> [Что нужно сделать]
[a] Что, согласно отрывку о демократии у Платона, погубило олигархию?
[b] Подхватите отрывок о демократии у Платона и напишите его продолжение, начиная сразу после последней фразы.

> [Выбранный отрывок]
---+---

Причем, добавляет Платон, «эта снисходительность вовсе не мелкая подробность демократического строя; напротив, в этом сказывается презрение ко всему тому, что мы считаем важным, когда основывали наше государство»

Как видим, Платон отчетливо различает позитивную свободу гражданина, использующего свое гражданское право на участие в управлении государством, от негативной свободы, связанной с отступлением разума перед сладострастной чувственностью, ответственности перед безответственностью, гражданского воодушевления перед «иронической» отстраненностью от всего, несущего следы высоких целей и идеалов. Это неудержимое скольжение вниз к тотальному безволию и безответственности предопределяет судьбу демократического строя, подобного судьбе его предшественника — строя олигархического.

« — А ненасытное стремление к богатству и пренебрежение всем, кроме наживы, погубили олигархию.

— Правда. — Так вот, и то, что определяет как благо демократия и к чему она ненасытно стремится, именно это ее и разрушает.

— Что же она, по-твоему, определяет как благо?

— Свободу.

В демократическом государстве только и слышишь, как свобода прекрасна и что лишь в таком государстве стоит жить тому, кто свободен по своей природе... Так вот... такое ненасытное стремление к одному и пренебрежение к остальному искажает этот строй и подготавливает нужду в тирании.

— Как это? — Когда во главе государства, где демократический строй и жажда свободы, доведется встать дурным виночерпиям, государство это сверх должного опьяняется свободой в неразбавленном виде, а своих должностных лиц карает, если те недостаточно снисходительны и не представляют всем полной свободы, и обвиняют их в мерзком олигархическом уклоне... Граждан, послушных властям, там смешивают с грязью, как ничего не стоящих добровольных рабов, зато правителей, похожих на подвластных, и подвластных, похожих на правителей, там восхваляют... Разве в таком государстве свобода не распространяется на все?

---+---

> [Исходные данные]
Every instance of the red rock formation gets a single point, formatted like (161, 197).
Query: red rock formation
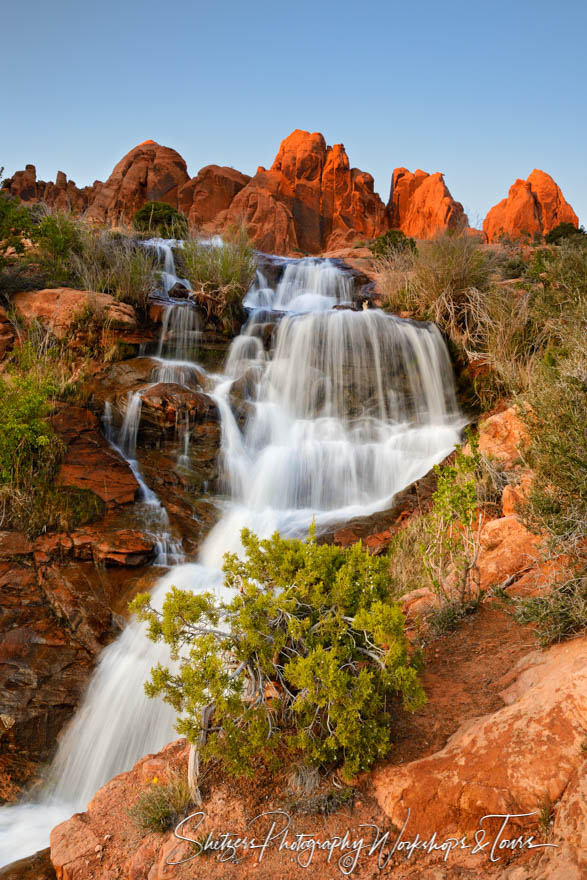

---+---

> [Ответы к заданиям]
[a] Олигархию погубили ненасытное стремление к богатству и пренебрежение всем, кроме наживы.

[b]
— Как же иначе?

— Если смотреть на все это вместе, самым главным будет, как ты понимаешь то, что душа граждан делается крайне чувствительной, даже по мелочам: все принудительное вызывает у них возмущение как нечто недопустимое, а кончат они, как ты знаешь, тем, что перестанут считаться даже с законами — писанными и неписанными, чтобы уже вообще ни у кого и ни в чем не было над ними власти... Так вот, мой друг, именно из этого правления, такого прекрасного и по юношески дерзкого, и вырастает, как мне кажется, тирания... В самом деле, все чрезмерное обычно вызывает резкое изменение в противоположную сторону, будь то состояние погоды, растений или тела. Не меньше наблюдается это и в государственном устройстве.

— Естественно.

— Ведь чрезмерная свобода, по-видимому, и для отдельного человека и для государства оборачивается не чем иным, как чрезвычайным рабством... Так вот тирания возникает, конечно, не из какого иного строя, как из демократии, иначе говоря, из крайней свободы возникает величайшее и жесточайшее рабство»

Здесь нам предстоит ответить на два вопроса. Первый: почему В Платон считал столь несовместимыми между собой такие понятия, которые мы сегодня считаем неразрывными — «гражданское общество» и «демократия»? Второй: какова природа платоновской проницательности, позволившей ему сказать то, что мы вправе и сегодня считать откровением, обращенным прямо к нам, к нашему нынешнему опыту?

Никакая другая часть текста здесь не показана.